--- ACTIVITY ---
Reproduce the whole listing, character for character.

RECORDS SHOWN START

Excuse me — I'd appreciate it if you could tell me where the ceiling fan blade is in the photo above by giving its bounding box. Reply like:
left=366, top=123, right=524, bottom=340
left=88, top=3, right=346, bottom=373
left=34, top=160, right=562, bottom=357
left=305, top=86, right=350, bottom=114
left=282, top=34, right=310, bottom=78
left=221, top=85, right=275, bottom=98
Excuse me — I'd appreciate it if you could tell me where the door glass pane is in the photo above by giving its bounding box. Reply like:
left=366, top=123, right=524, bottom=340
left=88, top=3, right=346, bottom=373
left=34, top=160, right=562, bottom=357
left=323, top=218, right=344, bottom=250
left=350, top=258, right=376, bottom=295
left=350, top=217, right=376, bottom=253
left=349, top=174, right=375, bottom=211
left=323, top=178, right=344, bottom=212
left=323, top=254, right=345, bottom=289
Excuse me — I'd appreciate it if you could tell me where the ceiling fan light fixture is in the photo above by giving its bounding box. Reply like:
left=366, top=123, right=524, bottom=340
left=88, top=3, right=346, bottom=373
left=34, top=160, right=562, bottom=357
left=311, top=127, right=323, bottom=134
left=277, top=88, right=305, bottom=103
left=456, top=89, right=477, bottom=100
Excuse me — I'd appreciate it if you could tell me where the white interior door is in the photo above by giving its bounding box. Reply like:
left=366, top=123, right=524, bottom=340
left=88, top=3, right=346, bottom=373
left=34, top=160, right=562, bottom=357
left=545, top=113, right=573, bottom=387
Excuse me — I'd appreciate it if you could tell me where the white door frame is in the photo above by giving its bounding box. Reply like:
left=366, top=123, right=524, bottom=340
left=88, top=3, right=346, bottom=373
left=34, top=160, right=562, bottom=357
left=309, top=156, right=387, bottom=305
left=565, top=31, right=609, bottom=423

RECORDS SHOWN END

--- RESPONSE ---
Excuse me — I'd appreciate it if you could tell me where the ceiling fan blade is in the photo above by giving its bounding box. Reply like:
left=366, top=123, right=524, bottom=340
left=88, top=3, right=346, bottom=373
left=34, top=160, right=562, bottom=357
left=305, top=86, right=350, bottom=114
left=282, top=34, right=310, bottom=78
left=221, top=85, right=275, bottom=98
Excuse me — I'd appreciate it if you could tell me where the door glass pane is in the photo above by giving its bounding box. Reply like:
left=366, top=123, right=524, bottom=340
left=88, top=3, right=346, bottom=373
left=34, top=160, right=562, bottom=357
left=323, top=218, right=344, bottom=250
left=350, top=258, right=376, bottom=295
left=350, top=217, right=376, bottom=253
left=349, top=174, right=375, bottom=211
left=323, top=178, right=344, bottom=212
left=323, top=254, right=345, bottom=289
Excuse me — I'd appreciate it if you could tell me where the ceiling fan light fixture is in the photo above by giving its bounding box. Reply like:
left=366, top=123, right=524, bottom=340
left=88, top=3, right=346, bottom=373
left=34, top=160, right=562, bottom=357
left=311, top=127, right=323, bottom=134
left=277, top=88, right=305, bottom=103
left=456, top=89, right=477, bottom=100
Excuse me — I'd appreciate it if you could tell me where the white interior door is in the photo above by giving its bounding box. Reply like:
left=366, top=123, right=524, bottom=340
left=88, top=3, right=346, bottom=373
left=34, top=160, right=562, bottom=357
left=545, top=113, right=573, bottom=387
Excuse me — I'd appreciate it if you could tell me where the white door frame is in the photo above by giving its bounding box. Reply like:
left=366, top=123, right=524, bottom=340
left=88, top=3, right=346, bottom=373
left=34, top=160, right=562, bottom=357
left=309, top=156, right=387, bottom=305
left=565, top=31, right=609, bottom=423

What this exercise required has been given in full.